# GIVEN EXERCISE:
Convert every row below into a JSON array of strings with one string per line, omitting blank lines. Exclude the pictures from the output.

[Rows on locating named objects]
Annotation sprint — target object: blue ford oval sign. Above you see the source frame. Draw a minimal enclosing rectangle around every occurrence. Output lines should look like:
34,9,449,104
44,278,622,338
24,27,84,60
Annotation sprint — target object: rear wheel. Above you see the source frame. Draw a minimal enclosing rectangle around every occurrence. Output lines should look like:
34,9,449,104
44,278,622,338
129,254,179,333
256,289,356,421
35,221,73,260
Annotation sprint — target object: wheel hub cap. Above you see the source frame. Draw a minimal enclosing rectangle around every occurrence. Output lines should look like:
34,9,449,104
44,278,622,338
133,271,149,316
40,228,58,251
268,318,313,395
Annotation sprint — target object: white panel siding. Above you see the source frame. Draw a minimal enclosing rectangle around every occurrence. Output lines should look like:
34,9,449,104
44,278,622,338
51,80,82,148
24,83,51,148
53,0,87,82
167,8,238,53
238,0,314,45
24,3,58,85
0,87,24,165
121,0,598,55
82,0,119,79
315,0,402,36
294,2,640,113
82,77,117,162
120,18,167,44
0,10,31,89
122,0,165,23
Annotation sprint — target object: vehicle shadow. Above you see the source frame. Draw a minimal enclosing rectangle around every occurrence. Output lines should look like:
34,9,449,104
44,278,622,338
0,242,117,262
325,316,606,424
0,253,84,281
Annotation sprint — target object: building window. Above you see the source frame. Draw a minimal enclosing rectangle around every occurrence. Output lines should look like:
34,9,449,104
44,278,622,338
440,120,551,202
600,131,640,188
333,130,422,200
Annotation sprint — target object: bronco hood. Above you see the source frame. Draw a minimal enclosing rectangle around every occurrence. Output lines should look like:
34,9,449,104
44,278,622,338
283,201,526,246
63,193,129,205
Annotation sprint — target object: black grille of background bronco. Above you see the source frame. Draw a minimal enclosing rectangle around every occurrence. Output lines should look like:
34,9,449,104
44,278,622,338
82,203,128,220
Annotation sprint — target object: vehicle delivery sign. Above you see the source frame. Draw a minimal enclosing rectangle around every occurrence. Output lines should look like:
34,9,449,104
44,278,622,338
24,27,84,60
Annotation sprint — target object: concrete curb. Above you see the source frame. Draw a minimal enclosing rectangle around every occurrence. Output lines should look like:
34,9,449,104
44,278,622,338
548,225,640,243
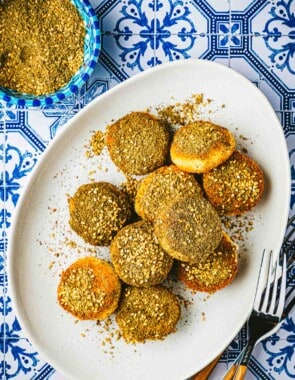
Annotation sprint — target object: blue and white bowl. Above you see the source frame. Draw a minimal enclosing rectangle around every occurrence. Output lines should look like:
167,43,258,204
0,0,101,107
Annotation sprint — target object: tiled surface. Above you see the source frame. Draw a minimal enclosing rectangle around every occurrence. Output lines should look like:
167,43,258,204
0,0,295,380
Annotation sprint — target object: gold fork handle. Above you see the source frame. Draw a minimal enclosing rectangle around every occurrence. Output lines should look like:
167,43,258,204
235,364,247,380
222,364,247,380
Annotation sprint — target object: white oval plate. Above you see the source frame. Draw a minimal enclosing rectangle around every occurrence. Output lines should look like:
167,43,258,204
8,60,290,380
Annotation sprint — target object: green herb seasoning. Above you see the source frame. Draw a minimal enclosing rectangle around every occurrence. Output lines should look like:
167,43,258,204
0,0,85,95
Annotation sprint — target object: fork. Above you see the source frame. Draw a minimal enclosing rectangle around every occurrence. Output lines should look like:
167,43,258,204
223,250,286,380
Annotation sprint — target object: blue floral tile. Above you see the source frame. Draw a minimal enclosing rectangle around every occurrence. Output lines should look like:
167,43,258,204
155,0,210,36
204,0,230,13
3,132,41,197
95,0,155,35
155,35,212,64
102,35,155,76
250,35,295,91
0,336,54,380
229,0,260,14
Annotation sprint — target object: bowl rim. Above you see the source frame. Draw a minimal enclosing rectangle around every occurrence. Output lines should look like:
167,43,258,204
0,0,101,107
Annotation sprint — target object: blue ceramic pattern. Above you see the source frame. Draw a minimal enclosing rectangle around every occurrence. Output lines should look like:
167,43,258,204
0,0,295,380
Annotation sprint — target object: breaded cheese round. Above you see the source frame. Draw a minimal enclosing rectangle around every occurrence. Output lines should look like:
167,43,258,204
69,182,131,246
57,257,121,320
155,196,222,262
178,232,238,293
135,165,202,221
170,120,236,173
116,286,180,343
110,221,173,287
106,112,170,175
203,151,264,215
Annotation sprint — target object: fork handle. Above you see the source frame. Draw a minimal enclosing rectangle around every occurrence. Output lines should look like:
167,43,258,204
234,364,247,380
222,339,256,380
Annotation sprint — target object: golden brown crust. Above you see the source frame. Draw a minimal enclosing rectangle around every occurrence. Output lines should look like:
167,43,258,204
57,257,121,320
203,151,264,215
69,182,131,246
116,286,180,343
178,232,238,293
155,196,222,261
135,165,202,221
110,221,173,287
106,112,169,175
170,121,236,173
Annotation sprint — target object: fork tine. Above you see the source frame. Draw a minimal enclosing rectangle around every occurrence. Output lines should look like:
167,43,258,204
267,252,282,313
276,254,287,317
258,251,274,313
253,249,270,310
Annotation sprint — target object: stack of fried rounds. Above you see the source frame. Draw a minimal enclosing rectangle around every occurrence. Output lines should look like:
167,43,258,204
58,112,264,343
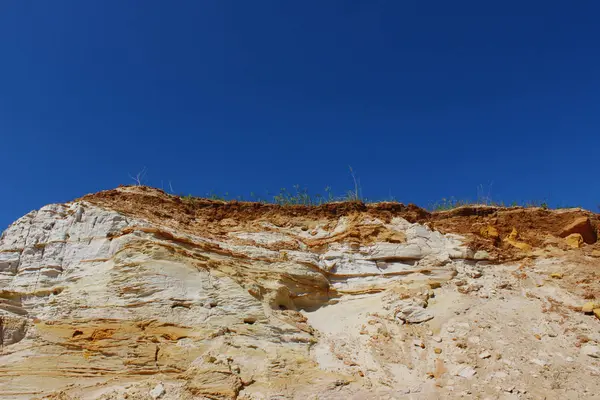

# EXERCISE RESPONSE:
[
  "Annotation sprint — target object: blue ford oval sign. Above you see the source frame. Draw a minimal enclosing rectangle around every occurrence. Output lines should look like:",
  "34,9,449,104",
  "44,278,622,338",
  "24,27,84,60",
  "Annotation sprint — target object: rear wheel. Above you see the source frame. Draw a minimal enclosing rectangle around every occurrence. Output lines should look like:",
  "34,9,449,104",
  "44,278,622,338",
  "129,254,179,333",
  "256,289,356,421",
  "35,221,73,260",
  "Annotation sprint — target object: wheel hub cap. Above you see the source frame. Draw a minimal enclosing rectangle around every occurrence. Output lines should look like:",
  "34,9,449,104",
  "44,278,622,338",
  "133,271,149,316",
  "40,228,58,251",
  "268,318,313,395",
  "Annotation sprint — target object: white panel siding. Above you see the source frame. Draw a minimal enclosing rectangle around every occurrence. Output lines should look like:",
  "34,9,449,104",
  "44,278,622,338",
  "51,80,82,148",
  "24,83,51,148",
  "53,0,87,82",
  "167,8,238,53",
  "238,0,314,45",
  "24,3,58,85",
  "0,87,24,165",
  "121,0,598,55",
  "82,0,119,79",
  "315,0,402,36",
  "294,2,640,113",
  "82,77,117,162",
  "120,18,167,44",
  "0,10,31,89",
  "122,0,165,23",
  "Annotation sprint — target object: vehicle shadow. Above you see the source frame. Draw a minimal enclosing rectangle around every occurrence. Output lines should look like:",
  "34,9,449,104",
  "44,278,622,338",
  "0,242,117,262",
  "325,316,606,424",
  "0,253,84,281",
  "Annotation sprint — target object: building window. Above you see the source frame. Draw a minimal enclosing rectangle around every occurrence. Output lines should look like:",
  "34,9,449,104",
  "44,278,622,338",
  "440,120,551,202",
  "600,131,640,188",
  "333,130,422,200",
  "Annotation sprint — target object: bronco hood. Above you see the source frame. Draw a minimal enclosing rectangle around every occurrence. Output lines should look like:",
  "34,9,449,104",
  "44,278,622,338",
  "283,201,526,246",
  "63,193,129,205",
  "Annotation sprint — target object: black grille of background bronco. Above you see the source frame. Draw a minimal enclosing rectangle around every occurrence. Output lines should look like:",
  "34,9,449,104",
  "44,278,622,338",
  "82,203,128,220",
  "Annotation sprint — target object: vehicle delivery sign. Above you see the source frame. Draw a minimal enclosing rectangle around every occurrence. Output lines should look like:",
  "34,9,449,104",
  "44,278,622,338",
  "24,27,84,60",
  "Annotation sprint — target object: concrete curb. Above you see the source frame. Draw a minimal enclosing rectangle around every occurrence. Output lines should look like:",
  "34,9,449,104",
  "44,278,622,338",
  "548,225,640,243",
  "Annotation sprint — target object: blue and white bowl. Above you see the source frame. Draw a minimal enclosing rectangle around every occurrence. Output lines should look like:",
  "167,43,258,204",
  "0,0,101,107",
  "Annotation sprint — target object: tiled surface. Above you see the source frame. Draw a minimal enclosing rectangle around every occurrence. Output lines should look like:",
  "167,43,258,204",
  "0,0,295,380",
  "Annotation sprint — target object: gold fork handle. Above you see the source frame. Draw a minimal enclosing rectangle around every occurrence. Output lines should look like:",
  "167,43,258,204",
  "235,364,247,380",
  "222,364,247,380",
  "Annotation sprint — target object: white oval plate. Above you see the source frame. Draw a minimal enclosing rectangle around every occurrence. Output lines should look like:",
  "167,43,258,204",
  "8,60,290,380",
  "Annotation sprint — target object: green herb seasoning. Above you see the source frame. Draw a minimal enclosing rectangle around every occurrence. Output lines should look like:",
  "167,43,258,204",
  "0,0,85,95",
  "Annotation sprint — target object: fork. Above you see the source frame. Draw a minimal enclosing rectangle around every occurrence. Output lines should look like:",
  "167,43,258,204",
  "223,250,286,380",
  "Annotation sprint — target object: blue floral tile. Above you see the source frame. Draw a minimal enclosing rectangle around every occurrence. Output lines should look like:",
  "167,43,258,204",
  "155,0,210,36",
  "204,0,230,13",
  "3,132,41,197",
  "95,0,155,35",
  "155,35,212,64",
  "102,35,155,76",
  "250,35,295,91",
  "0,336,54,380",
  "229,0,260,14",
  "Annotation sprint — target object: bowl rim. Above you see the source frame. Draw a minimal enclosing rectangle around every occurrence. Output lines should look like:",
  "167,43,258,204",
  "0,0,101,107",
  "Annotation sprint — target object: blue ceramic pattern. Above you see the source frame. Draw a minimal enclosing rectangle around every occurrence. Output lines should look like:",
  "167,43,258,204",
  "0,0,295,380",
  "Annotation sprint — target object: breaded cheese round. Above you see the source frame. Draw a minimal enclosing rectangle around every occurrence. Output lines should look like:",
  "167,43,258,204",
  "69,182,131,246",
  "57,257,121,320",
  "155,196,222,262",
  "178,232,238,293",
  "135,165,202,221",
  "170,120,236,173",
  "116,286,180,343",
  "110,221,173,287",
  "106,112,170,175",
  "203,151,264,215",
  "Annotation sprint — target object: fork handle. Above you see the source frame. Draw a minimal enclosing rectangle around every occurrence. Output lines should look like:",
  "167,43,258,204",
  "234,364,247,380",
  "222,339,256,380",
  "Annotation sprint — target object: golden brown crust. Above you see the source frame. Draw a minimal enclosing rectangle around every occurrence. Output lines should look like:",
  "167,43,258,204",
  "57,257,121,320",
  "203,151,264,215",
  "69,182,131,246",
  "116,286,180,343",
  "178,232,238,293",
  "155,196,222,261",
  "135,165,202,221",
  "110,221,173,287",
  "106,112,169,175",
  "170,121,236,173",
  "Annotation sprint — target object: fork tine. Above you see the source frame. Draw a minimal enclosing rectangle around every occurrence. Output lines should look like:",
  "167,43,258,204",
  "267,252,282,313",
  "276,254,287,317",
  "258,251,274,313",
  "253,249,270,310",
  "Annotation sprint — target object: stack of fried rounds. Above you see the source frame. Draw a minimal enclosing rectangle around every occurrence. Output lines should look like:",
  "167,43,258,204",
  "58,112,264,343"
]